* Begin EXTRACT TO READ *
Additionally, there must be geochemical processes which cause “trap formation, hydrocarbon generation, expulsion, migration, accumulation, and preservation” in a precise order with exact timing (Blewett, 2012, p. 176). Millions of years of geological events, such as the shifting of tectonic plates and glacier movement, as well as extreme changes in weather, such as the change from the Ice Age to a more temperate climate, formed the particular geology which makes up the Australian continent and its surrounding oceans (Blewett, 2012, p. 217).

“The main trap styles in the [Carnarvon] basin are anticlines, horsts, fault roll-over structures, and stratigraphic pinch-outs beneath the regional seal” (Blewett, 2012, p. 220). Australia has an abundance of natural gas due to the type of vegetation which decayed and became trapped in “non-marine coaly source rocks” (Blewett, 2012, p. 221) and the fact that some basins did not evolve long enough to create the conditions to produce oil.

Chevron entered the Western Australia oil and gas market when it purchased Caltex in 1952. In 1980, the Gorgon natural gas field was discovered west of Barrow Island; and in 2003, Chevron received permission from the Western Australia government to build a natural gas plant on Barrow Island (Chevron Australia, 2020).

Barrow Island is located 60 kilometers off the northwest coast of Western Australia. Chevron’s Gorgon Project includes three liquefied natural gas (LNG) processing plants capable of producing 15.6 million tonnes per annum (MTPA), and a domestic natural gas plant capable of producing 300 terajoules of natural gas per day (Chevron Australia, 2020). According to the operators of the Dampier-Bunbury Pipeline, which transmits this natural gas to distributors, one terajoule of natural gas can provide energy to the average household in Western Australia for 50 years, so Chevron’s Gorgon Project is a significant contribution to Western Australia’s regional economy (Dampier Bunbury Pipeline, 2020). The project is expected to be productive for 40 or more years (Chevron Australia, 2020).

The onshore Gorgon Project also includes three acid gas removal units, two LNG tanks, four condensate tanks, three CO2 compression plants, two monoethylene glycol (MEG) processing plants, 2 inlet processing units, and ground flare capabilities. Marine facilities, an airport, employee housing, a fire station, laboratory, warehouse, workshop, and a permanent operations facility complete the physical structure of the Barrows Island onshore project (Chevron Australia, 2020).
* End EXTRACT TO READ *
WRITTEN INSTRUCTION A.
Answer each question from the Barrow Island passage:
(i) In what year did Chevron purchase Caltex?
(ii) How far off the northwest coast of Western Australia is Barrow Island?
(iii) For how many years is the Gorgon Project expected to be productive?
WRITTEN INSTRUCTION B. Collect every line of the rows below that contains the string "wall".
The rows below are unrelated to the Barrow Island passage.
* Begin SUPPLIED DATA *
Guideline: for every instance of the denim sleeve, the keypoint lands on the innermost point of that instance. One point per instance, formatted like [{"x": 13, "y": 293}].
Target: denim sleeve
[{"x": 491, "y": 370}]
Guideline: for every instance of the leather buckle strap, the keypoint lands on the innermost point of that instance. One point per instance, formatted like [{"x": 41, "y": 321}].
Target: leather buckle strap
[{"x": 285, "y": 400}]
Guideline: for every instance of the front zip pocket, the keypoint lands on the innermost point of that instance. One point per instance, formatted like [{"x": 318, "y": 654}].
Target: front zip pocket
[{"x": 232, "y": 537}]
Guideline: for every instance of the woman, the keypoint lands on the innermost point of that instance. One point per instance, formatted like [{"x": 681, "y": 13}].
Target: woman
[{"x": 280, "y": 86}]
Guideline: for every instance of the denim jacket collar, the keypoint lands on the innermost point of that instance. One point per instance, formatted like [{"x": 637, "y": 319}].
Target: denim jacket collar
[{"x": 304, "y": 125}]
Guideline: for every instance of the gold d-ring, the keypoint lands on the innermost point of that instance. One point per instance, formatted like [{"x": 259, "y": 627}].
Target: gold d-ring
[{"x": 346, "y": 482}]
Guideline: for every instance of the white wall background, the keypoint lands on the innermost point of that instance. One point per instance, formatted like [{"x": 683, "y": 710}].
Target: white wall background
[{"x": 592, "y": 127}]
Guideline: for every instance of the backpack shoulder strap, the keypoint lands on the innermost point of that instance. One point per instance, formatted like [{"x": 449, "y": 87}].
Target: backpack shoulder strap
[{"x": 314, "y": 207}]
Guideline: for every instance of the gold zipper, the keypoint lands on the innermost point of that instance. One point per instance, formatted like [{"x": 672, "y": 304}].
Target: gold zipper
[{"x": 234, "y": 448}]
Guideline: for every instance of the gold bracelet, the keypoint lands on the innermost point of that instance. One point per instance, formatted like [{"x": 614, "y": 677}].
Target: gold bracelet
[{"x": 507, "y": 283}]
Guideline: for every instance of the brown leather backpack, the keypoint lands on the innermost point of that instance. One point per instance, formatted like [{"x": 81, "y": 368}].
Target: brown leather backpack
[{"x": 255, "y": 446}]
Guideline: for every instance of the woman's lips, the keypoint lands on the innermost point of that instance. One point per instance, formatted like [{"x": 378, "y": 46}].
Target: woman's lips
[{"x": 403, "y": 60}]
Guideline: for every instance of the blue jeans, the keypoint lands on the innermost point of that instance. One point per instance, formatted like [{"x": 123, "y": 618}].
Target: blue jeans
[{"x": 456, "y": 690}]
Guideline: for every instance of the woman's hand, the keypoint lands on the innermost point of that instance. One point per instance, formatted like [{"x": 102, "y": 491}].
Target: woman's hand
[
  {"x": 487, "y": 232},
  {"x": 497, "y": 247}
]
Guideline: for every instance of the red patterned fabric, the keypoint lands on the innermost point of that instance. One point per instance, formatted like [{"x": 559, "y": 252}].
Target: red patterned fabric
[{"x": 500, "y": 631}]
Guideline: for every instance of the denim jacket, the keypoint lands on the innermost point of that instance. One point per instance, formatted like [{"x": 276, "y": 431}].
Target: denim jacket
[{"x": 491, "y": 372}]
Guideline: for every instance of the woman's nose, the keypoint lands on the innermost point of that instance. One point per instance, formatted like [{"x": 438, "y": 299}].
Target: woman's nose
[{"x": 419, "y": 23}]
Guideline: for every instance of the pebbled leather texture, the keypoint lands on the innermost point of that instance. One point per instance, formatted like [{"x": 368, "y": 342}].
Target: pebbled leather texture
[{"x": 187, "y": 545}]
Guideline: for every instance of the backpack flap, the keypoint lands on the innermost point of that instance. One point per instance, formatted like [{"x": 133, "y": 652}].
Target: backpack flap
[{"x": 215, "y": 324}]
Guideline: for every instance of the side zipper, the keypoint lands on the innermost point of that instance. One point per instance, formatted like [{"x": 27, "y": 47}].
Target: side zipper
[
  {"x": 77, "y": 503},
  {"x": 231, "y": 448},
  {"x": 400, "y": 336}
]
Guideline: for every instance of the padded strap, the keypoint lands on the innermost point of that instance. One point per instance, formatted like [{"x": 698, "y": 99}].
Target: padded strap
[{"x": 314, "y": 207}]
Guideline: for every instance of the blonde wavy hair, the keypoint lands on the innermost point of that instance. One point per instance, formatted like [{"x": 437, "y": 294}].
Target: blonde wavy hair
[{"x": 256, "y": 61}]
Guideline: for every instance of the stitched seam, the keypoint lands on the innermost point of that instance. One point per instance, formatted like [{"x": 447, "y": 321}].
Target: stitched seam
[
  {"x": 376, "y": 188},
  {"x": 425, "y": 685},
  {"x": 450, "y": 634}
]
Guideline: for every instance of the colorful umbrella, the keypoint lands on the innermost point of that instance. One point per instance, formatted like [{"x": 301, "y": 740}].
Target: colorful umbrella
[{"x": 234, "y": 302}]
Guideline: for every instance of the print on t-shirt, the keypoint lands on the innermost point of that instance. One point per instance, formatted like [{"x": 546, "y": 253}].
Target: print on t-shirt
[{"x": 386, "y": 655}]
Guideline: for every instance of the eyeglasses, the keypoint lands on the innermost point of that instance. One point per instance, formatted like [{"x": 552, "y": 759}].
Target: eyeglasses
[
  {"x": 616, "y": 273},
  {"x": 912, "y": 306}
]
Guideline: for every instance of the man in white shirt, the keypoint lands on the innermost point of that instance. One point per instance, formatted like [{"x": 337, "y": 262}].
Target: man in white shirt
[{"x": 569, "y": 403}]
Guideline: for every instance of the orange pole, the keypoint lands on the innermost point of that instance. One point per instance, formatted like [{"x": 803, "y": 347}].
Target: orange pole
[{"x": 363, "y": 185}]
* End SUPPLIED DATA *
COMPLETE RESPONSE A.
(i) 1952
(ii) 60 kilometers
(iii) 40 or more years

COMPLETE RESPONSE B.
Guideline: for every instance of the white wall background, the keypoint lands on the innermost point of that instance. One point per instance, formatted like [{"x": 683, "y": 710}].
Target: white wall background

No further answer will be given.